WHAT IS EXPECTED
According to the article on the LONGREACH Buoyancy Deployment System, how far can the device shoot a lifesaver to a drowning victim?
===== TEXT SECTION =====
Pow Pow Pow...
There were 15 finalists in the previous round of the 2010 James Dyson
international design contest and now there is but one: Samuel Adeloju
for his invention of the LONGREACH Buoyancy Deployment System. Though
the system looks like a sawed-off bazooka and the supposed emergency
person operating it is depicted as warrior from Second Life, LONGREACH's
highly explosive warhead is actually a rescue device.
The 'bazooka' actually shoots a lifesaver to a drowning victim up to 500 feet away. The lifesaver is made of hydrophobic foam that rapidly expands when it hits water, enabling a drowning victim to float for an extended period of time until a rescue team appears on the scene. A ship could never save a victim from that distance propelling an air-filled raft or tube.
Longreach Buoyancy Deploment System station on Coast Guard boat.: James Dyson 2010 Design Award Winner
Longreach Buoyancy Deploment System components: James Dyson 2010 Design Award Winner
Longreach Buoyancy Deploment System in action: James Dyson 2010 Design Award Winner
Adeloju is a 24 year old industrial design graduate of the University of New South Wales, Australia. His inspiration came from his army reserve experience, where he learned about propulsion technology. He then experimented with various materials trying to find one that would expand to 40 times its size upon hitting the water; he found that solution in hydrophobic foam.
Adeloju wins a £10,000 cash prize for his win and his university will also receive £10,000 to support the resources of the engineering department.
===== DATA LISTING =====
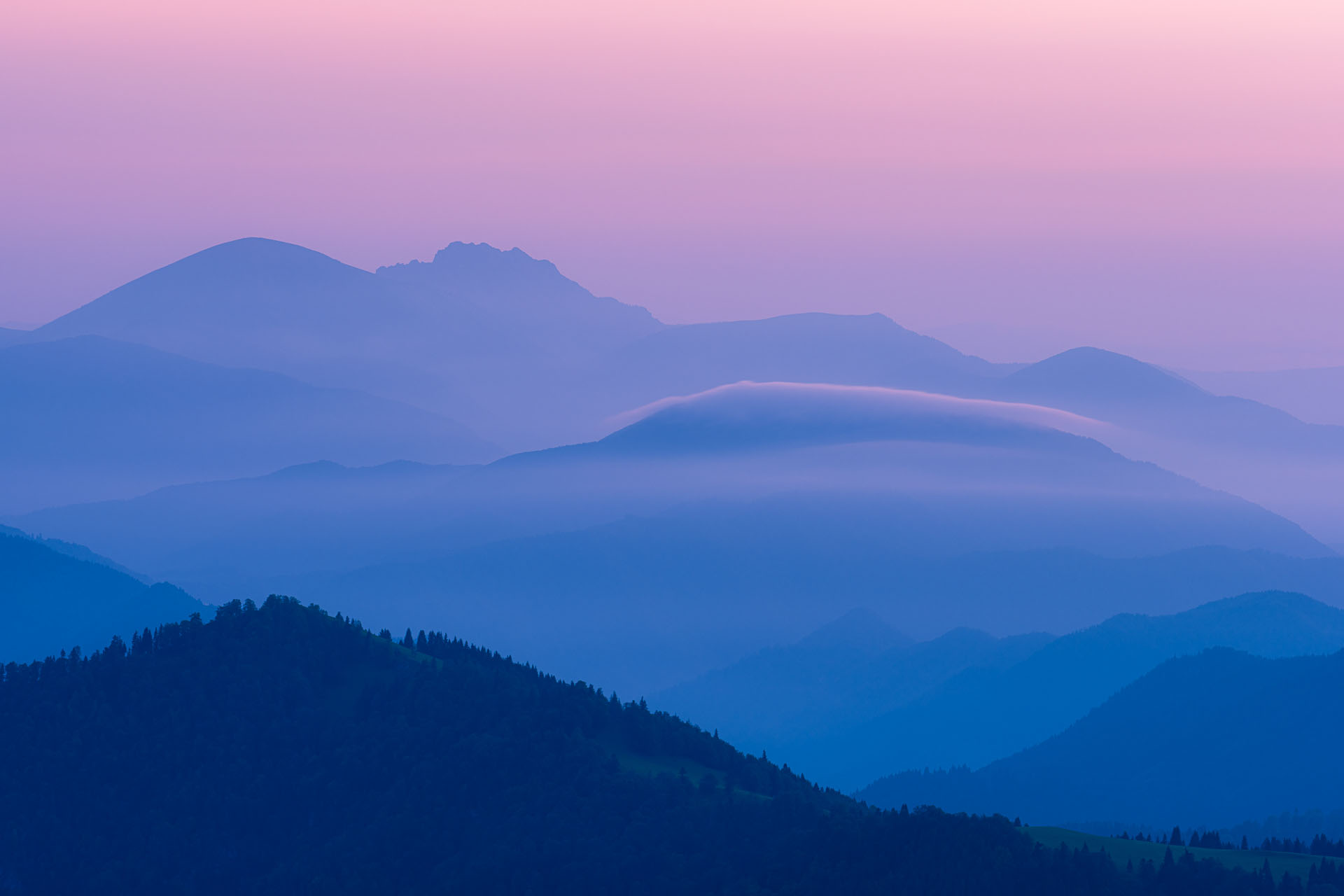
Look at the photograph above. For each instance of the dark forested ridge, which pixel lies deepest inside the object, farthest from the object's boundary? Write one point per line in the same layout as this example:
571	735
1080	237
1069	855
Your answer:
281	750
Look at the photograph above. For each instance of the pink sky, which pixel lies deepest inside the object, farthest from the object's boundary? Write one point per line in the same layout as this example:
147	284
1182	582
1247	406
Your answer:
1164	179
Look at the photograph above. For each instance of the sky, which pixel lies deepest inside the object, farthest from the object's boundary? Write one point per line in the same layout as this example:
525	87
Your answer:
1016	179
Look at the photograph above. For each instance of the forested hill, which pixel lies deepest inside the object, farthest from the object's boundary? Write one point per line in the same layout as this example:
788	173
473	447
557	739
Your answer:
281	750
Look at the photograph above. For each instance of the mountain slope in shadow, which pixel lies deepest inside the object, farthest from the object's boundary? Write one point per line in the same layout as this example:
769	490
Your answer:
987	713
1212	739
51	599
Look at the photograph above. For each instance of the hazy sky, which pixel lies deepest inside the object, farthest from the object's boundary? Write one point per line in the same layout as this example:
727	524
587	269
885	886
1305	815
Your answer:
1016	178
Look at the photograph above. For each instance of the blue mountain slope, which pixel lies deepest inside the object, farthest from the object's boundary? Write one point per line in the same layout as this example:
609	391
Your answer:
846	672
51	601
987	713
1211	739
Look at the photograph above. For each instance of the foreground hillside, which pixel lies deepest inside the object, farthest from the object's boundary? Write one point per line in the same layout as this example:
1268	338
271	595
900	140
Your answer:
280	750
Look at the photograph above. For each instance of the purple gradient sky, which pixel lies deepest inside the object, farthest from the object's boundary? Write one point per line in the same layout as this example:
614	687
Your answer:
1163	179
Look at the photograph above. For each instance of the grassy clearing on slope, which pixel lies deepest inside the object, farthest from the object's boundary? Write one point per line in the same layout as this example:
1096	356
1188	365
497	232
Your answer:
1136	850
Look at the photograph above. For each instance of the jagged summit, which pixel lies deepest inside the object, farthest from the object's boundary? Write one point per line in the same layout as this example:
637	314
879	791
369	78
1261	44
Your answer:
514	282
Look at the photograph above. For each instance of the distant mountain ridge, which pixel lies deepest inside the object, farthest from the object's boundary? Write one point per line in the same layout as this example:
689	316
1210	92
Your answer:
51	599
92	418
851	669
983	715
851	496
1215	738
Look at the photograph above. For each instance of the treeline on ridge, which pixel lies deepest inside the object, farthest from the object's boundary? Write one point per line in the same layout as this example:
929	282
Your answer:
280	748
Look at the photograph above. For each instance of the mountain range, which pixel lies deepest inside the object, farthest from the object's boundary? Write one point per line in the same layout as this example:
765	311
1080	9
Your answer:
58	596
1215	739
90	418
696	510
280	750
990	711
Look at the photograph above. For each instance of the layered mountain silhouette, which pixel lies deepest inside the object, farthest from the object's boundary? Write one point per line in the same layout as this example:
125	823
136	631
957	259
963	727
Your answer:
1233	444
280	750
92	418
59	596
528	359
484	336
986	713
851	669
1212	739
713	508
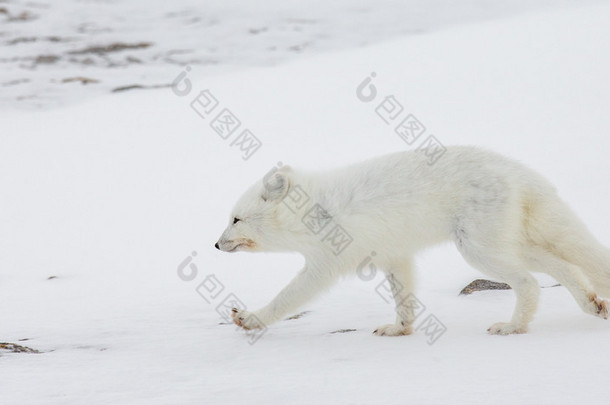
=====
COMPLETED EXERCISE
Up to 500 feet away.